__WHAT TO DO__:
Convert the material below into a two-column CSV headed instruction and response. Put each instruction and its answer on one row, each in a single quoted field with line breaks replaced by spaces.

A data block
☆ ☆ ☆ ☆
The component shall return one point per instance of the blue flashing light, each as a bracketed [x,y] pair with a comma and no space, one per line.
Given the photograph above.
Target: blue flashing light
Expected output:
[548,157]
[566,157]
☆ ☆ ☆ ☆
__THE ANSWER__:
instruction,response
"The component shall return one point per instance of the blue flashing light, each as a bracketed [x,y] pair with a comma and no space, one per line. Given the photograph above. Target: blue flashing light Expected output:","[548,157] [566,157]"